§ **Selected passage**
= = = = =
READ MORE: Former GP diagnosed with Alzheimer's ten years ago on the six-point plan that has kept her well
Mr Pearson said the charity hoped the issue would be addressed following the publication of a review of adult social care which calls for an overhaul of the contributions system.
Alzheimer Scotland said it welcomed a recommendation that nursing and personal care allowances are raised to a level that is more representative of the cost of care. Derek
Feeley’s recommendation would lead to around a doubling in the current amount.
Mr Pearson said: “The decision on how long someone self-funds for should be determined by the financial assessments.
“What is happening is some care homes are saying to people, we will only take you if you sign an agreement that you will be able to continue to self-fund for a particular period of time.
“That might a year, it might be three and we have heard of cases where it has been up to five years.
= = = = =
§ **Data supplied**
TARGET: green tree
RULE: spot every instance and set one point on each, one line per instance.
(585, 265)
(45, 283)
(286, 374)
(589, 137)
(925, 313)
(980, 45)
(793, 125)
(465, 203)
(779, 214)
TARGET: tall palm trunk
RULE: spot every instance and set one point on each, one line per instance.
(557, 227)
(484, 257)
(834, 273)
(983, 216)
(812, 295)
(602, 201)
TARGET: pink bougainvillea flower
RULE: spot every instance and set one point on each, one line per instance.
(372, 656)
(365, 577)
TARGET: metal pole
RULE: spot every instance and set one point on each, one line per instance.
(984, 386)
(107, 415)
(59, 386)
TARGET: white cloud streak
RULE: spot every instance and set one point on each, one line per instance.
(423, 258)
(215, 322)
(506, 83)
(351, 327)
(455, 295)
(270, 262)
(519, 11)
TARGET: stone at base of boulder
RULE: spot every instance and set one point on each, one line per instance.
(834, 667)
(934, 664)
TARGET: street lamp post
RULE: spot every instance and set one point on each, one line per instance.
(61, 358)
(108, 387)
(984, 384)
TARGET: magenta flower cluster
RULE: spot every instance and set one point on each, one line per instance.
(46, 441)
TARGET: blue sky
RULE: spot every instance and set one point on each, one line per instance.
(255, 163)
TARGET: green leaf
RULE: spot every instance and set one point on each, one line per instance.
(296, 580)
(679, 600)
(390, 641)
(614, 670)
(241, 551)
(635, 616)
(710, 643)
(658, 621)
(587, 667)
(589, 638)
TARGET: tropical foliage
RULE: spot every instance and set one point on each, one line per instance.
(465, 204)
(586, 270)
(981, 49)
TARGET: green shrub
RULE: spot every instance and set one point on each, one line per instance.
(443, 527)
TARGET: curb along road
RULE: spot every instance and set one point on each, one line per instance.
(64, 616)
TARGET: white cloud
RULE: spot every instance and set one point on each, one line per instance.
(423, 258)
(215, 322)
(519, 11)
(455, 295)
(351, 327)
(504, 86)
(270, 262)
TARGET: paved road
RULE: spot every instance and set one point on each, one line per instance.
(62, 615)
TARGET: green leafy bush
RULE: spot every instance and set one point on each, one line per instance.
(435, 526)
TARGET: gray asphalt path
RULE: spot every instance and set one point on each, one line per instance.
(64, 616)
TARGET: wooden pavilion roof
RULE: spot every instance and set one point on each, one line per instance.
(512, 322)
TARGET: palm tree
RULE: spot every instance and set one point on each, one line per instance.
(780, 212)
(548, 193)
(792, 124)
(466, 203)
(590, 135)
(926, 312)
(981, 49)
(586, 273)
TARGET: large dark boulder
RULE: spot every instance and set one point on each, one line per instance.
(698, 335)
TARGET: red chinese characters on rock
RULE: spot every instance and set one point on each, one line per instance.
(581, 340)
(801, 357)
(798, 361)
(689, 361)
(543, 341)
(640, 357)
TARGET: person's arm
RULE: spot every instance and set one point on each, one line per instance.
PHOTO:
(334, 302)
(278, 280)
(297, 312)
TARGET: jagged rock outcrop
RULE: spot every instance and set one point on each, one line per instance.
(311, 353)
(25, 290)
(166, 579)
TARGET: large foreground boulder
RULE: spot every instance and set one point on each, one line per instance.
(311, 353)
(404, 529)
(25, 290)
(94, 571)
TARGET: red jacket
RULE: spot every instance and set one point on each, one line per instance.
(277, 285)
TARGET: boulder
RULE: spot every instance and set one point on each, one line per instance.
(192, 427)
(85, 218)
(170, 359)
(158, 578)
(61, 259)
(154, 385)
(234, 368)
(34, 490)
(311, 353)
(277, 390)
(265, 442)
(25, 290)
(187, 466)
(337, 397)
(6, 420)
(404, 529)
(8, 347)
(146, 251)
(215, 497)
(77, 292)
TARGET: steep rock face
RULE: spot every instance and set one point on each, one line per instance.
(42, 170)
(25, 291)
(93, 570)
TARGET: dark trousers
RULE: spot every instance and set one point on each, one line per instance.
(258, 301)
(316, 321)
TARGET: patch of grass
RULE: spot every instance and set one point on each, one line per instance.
= = = = =
§ **What you will do**
1. Print everything from "READ MORE: Former" down to "the current amount." in the passage about care home self-funding, word for word.
2. In the passage about care home self-funding, what does Alzheimer Scotland say it welcomed?
Rely only on the passage about care home self-funding.

§ **Responses to the tasks**
1.
READ MORE: Former GP diagnosed with Alzheimer's ten years ago on the six-point plan that has kept her well
Mr Pearson said the charity hoped the issue would be addressed following the publication of a review of adult social care which calls for an overhaul of the contributions system.
Alzheimer Scotland said it welcomed a recommendation that nursing and personal care allowances are raised to a level that is more representative of the cost of care. Derek
Feeley’s recommendation would lead to around a doubling in the current amount.

2. It welcomed a recommendation that nursing and personal care allowances are raised to a level more representative of the cost of care.